- SCHRIFTLICHE AUFGABE -
Nimm den Text über den Kinderwagen nach seinem letzten Satz wieder auf und schreibe ihn weiter.

- AUSGEWÄHLTER TEXT -
=======

Ein Kinderwagen zeichnet sich durch besonderen Komfort aus, den die Kleinen auch offenkundig genießen. Man betrachte nur das entspannte, glückliche Lächeln der schlafenden Prinzessinnen und Prinzen
Wenn allerdings das Wohlbefinden gestört wird, dann wird dies lautstark der Welt zur Kenntnis gebracht und das Gezeter endet erst, wenn das Rückenende wieder sauber ist oder der knurrende Magen beruhigt wurde.
Diese Erlebnisse ergeben eine für das weitere Leben prägende Erfahrung. Wohlig in einem Wagen zu liegen, von einer unsichtbaren Person geführt zu werden, mit Protestgeschrei jedes Unbill zu beseitigen, das ist und bleibt für so viele der Idealzustand.

=======

- EINTRÄGE -

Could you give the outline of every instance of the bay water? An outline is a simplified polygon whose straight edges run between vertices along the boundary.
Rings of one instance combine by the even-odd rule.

=======

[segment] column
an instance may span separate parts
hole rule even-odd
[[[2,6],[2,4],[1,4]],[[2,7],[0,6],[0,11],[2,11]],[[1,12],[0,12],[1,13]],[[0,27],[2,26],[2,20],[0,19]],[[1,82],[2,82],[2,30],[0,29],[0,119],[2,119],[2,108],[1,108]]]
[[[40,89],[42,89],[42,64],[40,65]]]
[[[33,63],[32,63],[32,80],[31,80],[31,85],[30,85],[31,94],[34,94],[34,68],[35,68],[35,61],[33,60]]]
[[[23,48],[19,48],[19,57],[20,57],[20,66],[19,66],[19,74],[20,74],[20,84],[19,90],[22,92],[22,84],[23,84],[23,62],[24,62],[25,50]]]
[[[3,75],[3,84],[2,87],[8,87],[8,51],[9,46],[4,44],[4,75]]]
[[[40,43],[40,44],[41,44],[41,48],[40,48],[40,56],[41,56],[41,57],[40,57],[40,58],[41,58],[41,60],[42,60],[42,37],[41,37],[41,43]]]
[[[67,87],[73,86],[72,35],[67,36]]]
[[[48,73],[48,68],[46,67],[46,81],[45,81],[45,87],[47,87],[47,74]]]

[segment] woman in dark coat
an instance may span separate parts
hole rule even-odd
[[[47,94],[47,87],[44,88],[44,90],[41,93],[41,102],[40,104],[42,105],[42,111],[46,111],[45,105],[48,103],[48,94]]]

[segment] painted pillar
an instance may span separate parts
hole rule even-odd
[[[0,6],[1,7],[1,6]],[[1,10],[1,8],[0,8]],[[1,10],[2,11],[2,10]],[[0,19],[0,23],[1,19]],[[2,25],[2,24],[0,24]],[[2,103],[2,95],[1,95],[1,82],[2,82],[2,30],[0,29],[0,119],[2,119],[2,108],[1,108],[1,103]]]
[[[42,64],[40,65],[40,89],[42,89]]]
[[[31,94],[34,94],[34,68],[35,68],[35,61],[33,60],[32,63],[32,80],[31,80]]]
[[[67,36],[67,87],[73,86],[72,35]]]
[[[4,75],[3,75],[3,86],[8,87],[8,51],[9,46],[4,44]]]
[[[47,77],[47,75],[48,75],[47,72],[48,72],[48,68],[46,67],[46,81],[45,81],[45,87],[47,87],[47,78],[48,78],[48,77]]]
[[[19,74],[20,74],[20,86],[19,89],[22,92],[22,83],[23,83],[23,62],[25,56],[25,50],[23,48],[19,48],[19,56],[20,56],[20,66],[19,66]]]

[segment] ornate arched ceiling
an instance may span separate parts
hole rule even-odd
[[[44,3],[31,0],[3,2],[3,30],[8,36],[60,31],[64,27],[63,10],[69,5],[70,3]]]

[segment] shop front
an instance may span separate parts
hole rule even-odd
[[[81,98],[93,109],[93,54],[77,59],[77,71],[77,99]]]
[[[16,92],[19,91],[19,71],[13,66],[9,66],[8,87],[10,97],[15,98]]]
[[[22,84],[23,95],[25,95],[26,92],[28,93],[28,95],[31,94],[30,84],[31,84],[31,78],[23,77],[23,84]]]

=======

- AUSGABE -
Die Erreichung dieses glücklichen Zustands ist nur wenigen vergönnt. Manche sind begünstigt und finden sich in einem gepolsterten Dienstwagen wieder, haben einen diskreten Chauffeur, der sie führt, und befreien sich von Ungemach durch das Brüllen von nicht selten unsinnigen Befehlen.
Minister und Generaldirektoren, die den wunderbaren Baby-Zustand genießen, verlieren oft den Blick für die Realität. Wird der Komfort gar durch den Entzug des Kinderwagens gestört, dann plärren sie, wie sie es in den Anfängen ihres Erdendaseins geübt haben.
Aber auch ohne den Verlust des kostbaren Fahrzeugs folgen sie dem Schema, das sie in der prägenden, postnatalen Phase gelernt haben. Tritt ein Problem auf, ist etwa der köstliche Schnuller auf den Boden gefallen, so eilt ein eifriges Wesen von hinten herbei, hebt ihn auf, putzt das Requisit und verankert es in dem leicht geöffneten Mund.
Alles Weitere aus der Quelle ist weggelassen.